- **What needs to be done**
Please set down the entries below once more, exactly.

- **Records supplied**
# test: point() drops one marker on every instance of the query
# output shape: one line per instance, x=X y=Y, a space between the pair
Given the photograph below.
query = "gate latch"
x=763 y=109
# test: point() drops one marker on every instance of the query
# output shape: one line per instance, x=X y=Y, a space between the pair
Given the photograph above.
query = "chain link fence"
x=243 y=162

- **Solution for this problem**
# test: point() drops one marker on every instance of the query
# output shape: one line per instance, x=X y=Y, a space between the pair
Given the photograph below.
query = "gate latch"
x=763 y=109
# test: point() drops one marker on every instance of the query
# output shape: one line per instance, x=X y=Y, a space between the pair
Given the photograph above.
query = "chain link fence"
x=243 y=162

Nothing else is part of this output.